Find every line in the records that contains the word "background" and copy each such line, treating case as significant.

── DATA PROVIDED

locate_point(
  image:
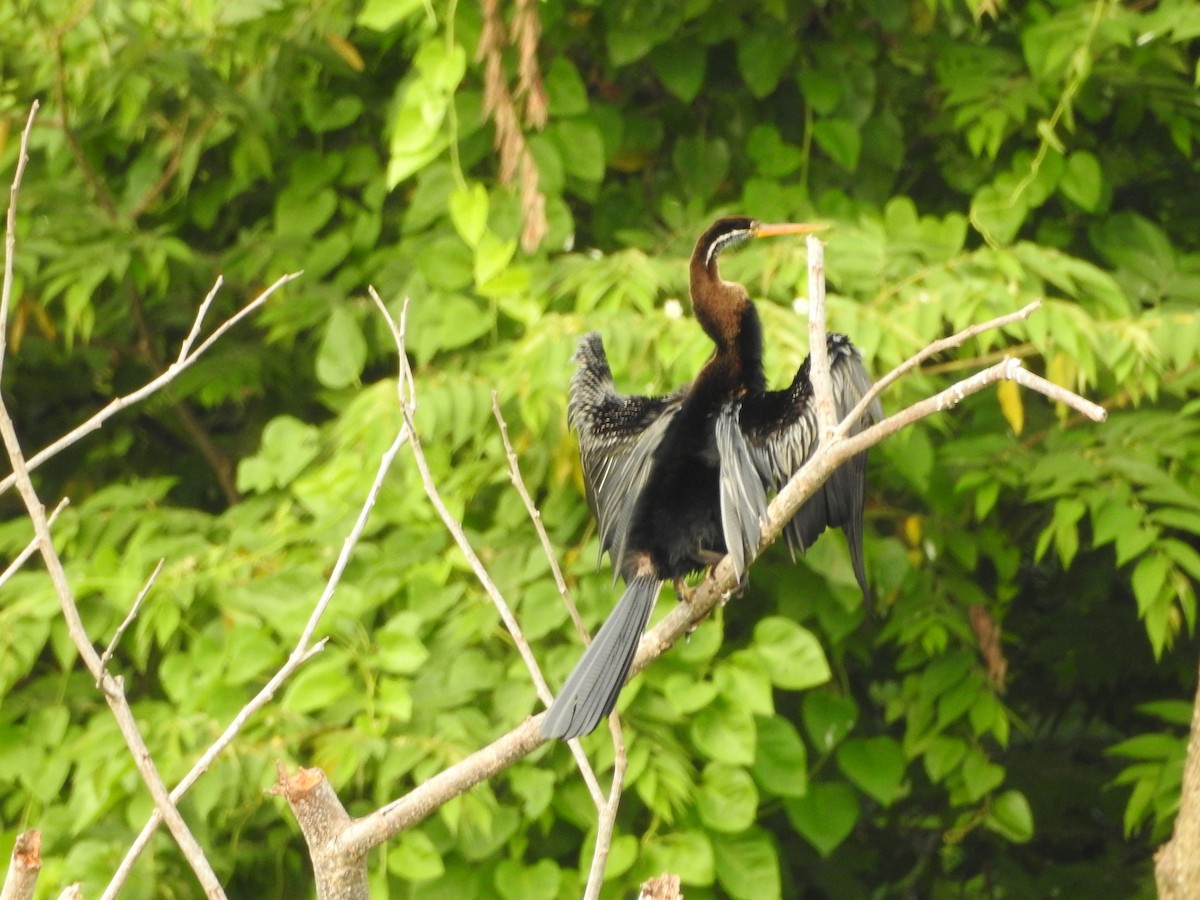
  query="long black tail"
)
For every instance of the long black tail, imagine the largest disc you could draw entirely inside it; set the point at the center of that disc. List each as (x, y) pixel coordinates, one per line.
(592, 689)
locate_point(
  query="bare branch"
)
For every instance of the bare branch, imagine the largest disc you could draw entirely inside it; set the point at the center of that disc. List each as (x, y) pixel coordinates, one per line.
(607, 819)
(305, 649)
(31, 547)
(10, 245)
(408, 405)
(945, 343)
(186, 346)
(1026, 378)
(24, 867)
(322, 819)
(169, 375)
(581, 759)
(1177, 862)
(112, 688)
(107, 655)
(423, 801)
(535, 517)
(819, 351)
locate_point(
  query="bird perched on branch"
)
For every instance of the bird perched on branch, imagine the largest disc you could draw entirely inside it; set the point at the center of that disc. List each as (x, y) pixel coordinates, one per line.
(679, 480)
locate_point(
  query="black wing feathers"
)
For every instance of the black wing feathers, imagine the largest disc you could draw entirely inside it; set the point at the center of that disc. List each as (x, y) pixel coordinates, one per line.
(781, 435)
(618, 435)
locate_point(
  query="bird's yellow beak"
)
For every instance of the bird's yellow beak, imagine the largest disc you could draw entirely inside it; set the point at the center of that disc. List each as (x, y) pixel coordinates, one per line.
(771, 231)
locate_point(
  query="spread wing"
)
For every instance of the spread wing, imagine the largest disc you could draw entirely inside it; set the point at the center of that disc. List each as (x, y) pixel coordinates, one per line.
(780, 431)
(743, 499)
(618, 435)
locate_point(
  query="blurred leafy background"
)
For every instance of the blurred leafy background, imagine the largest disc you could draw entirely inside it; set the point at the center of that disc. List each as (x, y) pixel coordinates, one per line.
(1009, 725)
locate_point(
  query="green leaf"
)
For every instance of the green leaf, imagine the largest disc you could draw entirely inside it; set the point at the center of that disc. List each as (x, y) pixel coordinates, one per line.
(748, 865)
(343, 351)
(1083, 180)
(763, 55)
(840, 139)
(826, 815)
(321, 683)
(780, 763)
(701, 165)
(565, 91)
(979, 777)
(681, 66)
(385, 15)
(288, 447)
(943, 755)
(581, 145)
(468, 211)
(792, 654)
(540, 881)
(822, 89)
(415, 858)
(1009, 815)
(688, 855)
(875, 765)
(1149, 580)
(828, 718)
(725, 732)
(727, 798)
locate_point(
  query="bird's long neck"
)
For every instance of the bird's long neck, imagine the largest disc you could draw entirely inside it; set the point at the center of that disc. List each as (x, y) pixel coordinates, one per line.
(726, 313)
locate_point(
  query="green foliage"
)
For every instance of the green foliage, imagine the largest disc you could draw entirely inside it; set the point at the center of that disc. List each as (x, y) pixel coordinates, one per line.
(971, 157)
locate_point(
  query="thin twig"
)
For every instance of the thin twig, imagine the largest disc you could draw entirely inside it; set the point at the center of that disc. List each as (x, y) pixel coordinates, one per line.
(607, 819)
(945, 343)
(1026, 378)
(449, 521)
(31, 547)
(535, 517)
(23, 867)
(172, 372)
(112, 688)
(107, 655)
(819, 351)
(198, 322)
(581, 759)
(10, 245)
(403, 813)
(304, 651)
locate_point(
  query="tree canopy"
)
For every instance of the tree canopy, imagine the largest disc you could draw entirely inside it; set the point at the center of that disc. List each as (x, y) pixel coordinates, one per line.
(1012, 720)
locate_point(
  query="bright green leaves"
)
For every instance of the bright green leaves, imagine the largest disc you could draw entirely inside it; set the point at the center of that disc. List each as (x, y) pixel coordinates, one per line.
(780, 763)
(1156, 768)
(825, 815)
(343, 349)
(792, 654)
(701, 165)
(681, 66)
(727, 798)
(875, 765)
(288, 447)
(1083, 181)
(828, 718)
(748, 865)
(840, 139)
(763, 55)
(418, 130)
(1009, 815)
(414, 857)
(539, 881)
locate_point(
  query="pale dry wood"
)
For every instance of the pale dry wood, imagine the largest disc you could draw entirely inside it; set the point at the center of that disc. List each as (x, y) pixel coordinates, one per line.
(23, 867)
(305, 649)
(1177, 862)
(30, 549)
(322, 819)
(112, 688)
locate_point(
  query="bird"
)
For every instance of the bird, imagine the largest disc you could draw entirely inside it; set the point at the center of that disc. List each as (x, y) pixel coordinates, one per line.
(681, 480)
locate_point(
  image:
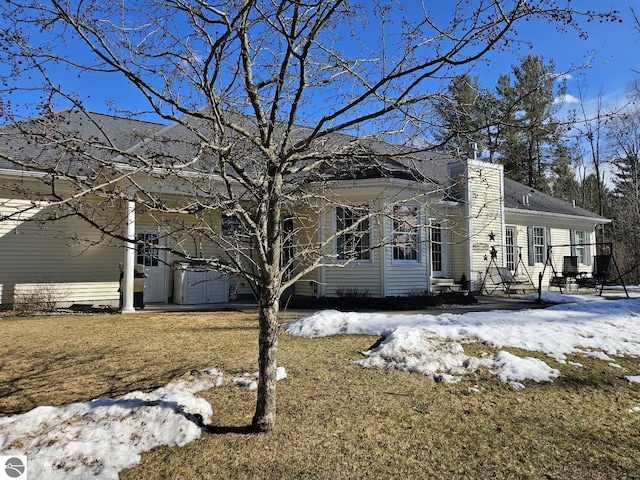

────

▶ _TASK RESULT_:
  query="blurred leafy background"
For every instance of the blurred leafy background, imagine the largest disc you could draw entirely inside it; set the point at the center of that disc. List each as (x, y) pixel coordinates, one per line.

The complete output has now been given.